# [Краткая задача 1]
Выпишите дословно фрагмент текста о театре Книппера, начиная со слов «Театр Книппера пользовался» и заканчивая словами «с каждым спектаклем.».

# [Текст для чтения]
'''
Заметную роль в театральной жизни Петербурга играл созданный в 1779 году театр на Царицыном лугу (ныне Марсово поле), принад­лежавший Карлу Книпперу. Труппу этого частного театра со­ставляли молодые актеры, обученные в школе при московском Вос­питательном доме. В Воспитательный дом брали «незаконнорожден­ных» детей и детей бедноты. Обучали их ремеслам и художествам. В начале 70-х годов в школе ввели драматические и танцевальные классы. Молодежь, окончившая эти классы, составила труппу театра Книппера. Самое активное участие в работе этой труппы принимал ближайший сподвижник Волкова И. А. Дмитревский. Он продолжил обучение молодых артистов, готовил с ними спектакли, совмещая эту деятельность со службой в государственном театре (теперь уже не публичном, а придворном).

Театр Книппера пользовался большим успехом у публики. Репер­туар его состоял из произведений русских авторов. На его сцене были поставлены «Бригадир» и «Недоросль» Д. И. Фонвизина. С oгромным успехом шли здесь русские комические оперы, в том числе «Мельник — колдун, обманщик и сват» А. Аблесимова. Но Книппер плохо относился к молодым актерам, не выполнял своих обязательств перед Воспитательным домом и в 1782 году был отстранен от театра. Во главе молодой труппы стал Дмитревский, много сделавший для своих младших собратьев по искусству. Он приглашал для их обуче­ния лучших преподавателей пения и танцев, тратя на это собствен­ные сбережения. Успех театра, популярность его у публики возрас­тали с каждым спектаклем.
'''
# [Материал упражнения]
'''
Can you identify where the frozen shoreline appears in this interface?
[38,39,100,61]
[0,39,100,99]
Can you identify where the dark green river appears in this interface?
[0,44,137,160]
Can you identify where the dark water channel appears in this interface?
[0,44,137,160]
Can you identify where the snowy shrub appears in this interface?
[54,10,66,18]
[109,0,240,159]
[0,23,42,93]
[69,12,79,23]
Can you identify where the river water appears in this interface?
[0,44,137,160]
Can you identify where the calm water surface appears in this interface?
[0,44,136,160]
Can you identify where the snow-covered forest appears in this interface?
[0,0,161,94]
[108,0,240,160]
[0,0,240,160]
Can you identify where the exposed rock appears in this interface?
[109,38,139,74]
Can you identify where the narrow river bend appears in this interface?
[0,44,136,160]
'''
# [Краткая задача 2]
Приведите повторно без изменений строки записей, начиная со строки, содержащей «Can you identify where the exposed», и заканчивая концом записей, включая обе границы.

# [Письменный ответ 1]
Театр Книппера пользовался большим успехом у публики. Репер­туар его состоял из произведений русских авторов. На его сцене были поставлены «Бригадир» и «Недоросль» Д. И. Фонвизина. С oгромным успехом шли здесь русские комические оперы, в том числе «Мельник — колдун, обманщик и сват» А. Аблесимова. Но Книппер плохо относился к молодым актерам, не выполнял своих обязательств перед Воспитательным домом и в 1782 году был отстранен от театра. Во главе молодой труппы стал Дмитревский, много сделавший для своих младших собратьев по искусству. Он приглашал для их обуче­ния лучших преподавателей пения и танцев, тратя на это собствен­ные сбережения. Успех театра, популярность его у публики возрас­тали с каждым спектаклем.

# [Письменный ответ 2]
Can you identify where the exposed rock appears in this interface?
[109,38,139,74]
Can you identify where the narrow river bend appears in this interface?
[0,44,136,160]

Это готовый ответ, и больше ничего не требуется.